* [PROVIDED RECORDS]

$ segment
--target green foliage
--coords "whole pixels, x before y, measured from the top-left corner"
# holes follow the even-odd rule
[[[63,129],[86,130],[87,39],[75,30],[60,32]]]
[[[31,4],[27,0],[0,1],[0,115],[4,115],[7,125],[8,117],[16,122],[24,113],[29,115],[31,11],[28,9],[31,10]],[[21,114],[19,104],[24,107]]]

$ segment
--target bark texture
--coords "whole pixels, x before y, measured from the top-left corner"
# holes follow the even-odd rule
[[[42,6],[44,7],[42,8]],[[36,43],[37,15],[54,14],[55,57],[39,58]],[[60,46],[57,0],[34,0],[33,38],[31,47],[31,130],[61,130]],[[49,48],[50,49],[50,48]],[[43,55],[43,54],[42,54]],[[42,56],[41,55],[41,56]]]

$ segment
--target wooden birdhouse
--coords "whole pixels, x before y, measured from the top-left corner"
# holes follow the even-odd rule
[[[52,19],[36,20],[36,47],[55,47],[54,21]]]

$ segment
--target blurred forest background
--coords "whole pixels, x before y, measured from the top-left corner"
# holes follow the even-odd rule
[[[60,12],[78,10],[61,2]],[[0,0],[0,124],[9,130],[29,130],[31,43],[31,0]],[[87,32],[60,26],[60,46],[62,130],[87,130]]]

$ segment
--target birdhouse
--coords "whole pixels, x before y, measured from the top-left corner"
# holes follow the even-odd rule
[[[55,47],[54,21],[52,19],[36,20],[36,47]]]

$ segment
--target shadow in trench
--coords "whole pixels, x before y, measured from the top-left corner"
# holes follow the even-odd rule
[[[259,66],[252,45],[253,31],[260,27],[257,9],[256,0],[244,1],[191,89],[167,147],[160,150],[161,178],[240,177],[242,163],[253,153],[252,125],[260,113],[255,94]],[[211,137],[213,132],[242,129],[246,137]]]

* [EXERCISE REQUIREMENTS] Copy the items above word for word.

* [ANSWER TO THIS EXERCISE]
$ segment
--target green foliage
--coords "whole pixels, x before y, measured from the top-left corner"
# holes follow the even-odd rule
[[[63,129],[86,130],[87,39],[75,30],[60,32]]]
[[[31,4],[27,0],[0,1],[0,115],[4,115],[7,125],[8,117],[16,122],[24,113],[29,115],[31,11],[28,9],[31,10]],[[21,114],[19,104],[24,107]]]

$ segment
--target bark texture
--coords "whole pixels, x before y, measured from the top-left corner"
# holes follow the even-odd rule
[[[42,6],[44,7],[42,8]],[[36,43],[37,15],[54,14],[55,57],[39,58]],[[60,46],[57,0],[34,0],[33,38],[31,47],[31,130],[61,130]],[[49,48],[50,49],[50,48]],[[43,55],[43,54],[42,54]],[[42,56],[41,55],[41,56]]]

$ segment
--target wooden birdhouse
--coords "whole pixels, x before y, measured from the top-left corner"
# holes follow the even-odd rule
[[[52,19],[36,20],[36,47],[55,47],[54,21]]]

$ segment
--target blurred forest background
--coords "whole pixels, x before y, measured from the top-left corner"
# holes follow the even-odd rule
[[[60,12],[78,10],[61,2]],[[0,0],[0,124],[9,130],[29,130],[31,43],[31,0]],[[87,32],[60,26],[60,46],[62,130],[87,130]]]

$ segment
--target birdhouse
--coords "whole pixels, x before y, measured from the top-left corner"
# holes follow the even-odd rule
[[[55,47],[54,21],[52,19],[36,20],[36,47]]]

$ segment
--target shadow in trench
--coords "whole pixels, x before y, measured from the top-left corner"
# holes follow the even-odd rule
[[[259,66],[252,45],[253,31],[260,27],[257,9],[256,0],[244,1],[191,89],[167,147],[160,150],[161,178],[240,177],[242,163],[253,153],[252,125],[260,113],[255,94]],[[211,137],[213,132],[242,129],[246,137]]]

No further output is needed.